►

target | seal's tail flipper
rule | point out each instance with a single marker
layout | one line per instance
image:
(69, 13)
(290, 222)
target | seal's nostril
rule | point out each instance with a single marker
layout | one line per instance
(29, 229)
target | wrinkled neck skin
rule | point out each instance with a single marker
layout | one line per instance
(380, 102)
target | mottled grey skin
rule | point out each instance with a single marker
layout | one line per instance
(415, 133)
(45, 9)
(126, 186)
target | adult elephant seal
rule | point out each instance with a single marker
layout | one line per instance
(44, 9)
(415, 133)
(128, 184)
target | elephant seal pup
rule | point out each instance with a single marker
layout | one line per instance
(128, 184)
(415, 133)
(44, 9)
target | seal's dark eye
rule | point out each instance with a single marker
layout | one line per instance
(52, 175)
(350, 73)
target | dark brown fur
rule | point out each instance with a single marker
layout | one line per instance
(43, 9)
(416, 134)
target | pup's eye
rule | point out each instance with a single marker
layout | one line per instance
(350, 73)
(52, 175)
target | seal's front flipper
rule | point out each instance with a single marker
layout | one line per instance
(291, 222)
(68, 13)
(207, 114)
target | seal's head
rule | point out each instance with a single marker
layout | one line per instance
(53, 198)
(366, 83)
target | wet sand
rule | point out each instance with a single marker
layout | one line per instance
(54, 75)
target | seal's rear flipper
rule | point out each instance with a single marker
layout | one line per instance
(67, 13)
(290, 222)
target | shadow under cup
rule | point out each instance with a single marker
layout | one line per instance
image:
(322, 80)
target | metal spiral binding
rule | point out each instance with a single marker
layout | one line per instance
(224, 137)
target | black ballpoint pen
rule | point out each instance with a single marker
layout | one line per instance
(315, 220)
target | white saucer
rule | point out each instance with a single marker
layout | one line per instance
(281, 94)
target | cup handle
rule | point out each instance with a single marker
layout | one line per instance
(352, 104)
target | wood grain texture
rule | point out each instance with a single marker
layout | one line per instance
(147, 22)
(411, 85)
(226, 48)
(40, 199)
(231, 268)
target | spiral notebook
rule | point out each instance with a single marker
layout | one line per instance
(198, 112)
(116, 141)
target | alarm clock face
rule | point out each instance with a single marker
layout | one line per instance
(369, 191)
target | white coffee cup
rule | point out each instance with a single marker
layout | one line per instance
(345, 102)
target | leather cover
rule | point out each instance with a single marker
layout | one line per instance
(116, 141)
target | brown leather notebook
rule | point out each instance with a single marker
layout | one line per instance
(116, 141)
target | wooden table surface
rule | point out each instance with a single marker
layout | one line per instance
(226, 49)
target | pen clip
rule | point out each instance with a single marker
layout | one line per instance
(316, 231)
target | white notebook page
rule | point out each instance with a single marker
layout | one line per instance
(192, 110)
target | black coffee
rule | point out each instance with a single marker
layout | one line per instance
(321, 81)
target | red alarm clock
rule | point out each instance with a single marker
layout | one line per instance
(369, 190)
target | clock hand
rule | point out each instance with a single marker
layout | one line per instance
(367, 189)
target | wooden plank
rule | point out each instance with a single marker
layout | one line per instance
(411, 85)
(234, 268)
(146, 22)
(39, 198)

◄

Task directions: All that is wanted is the set of lines from the one with "target | wooden plank" through the last line of the entries, both included, output exactly.

Result below:
target | wooden plank
rule | point out each instance with a single marker
layout | one line per instance
(411, 85)
(234, 268)
(146, 22)
(39, 198)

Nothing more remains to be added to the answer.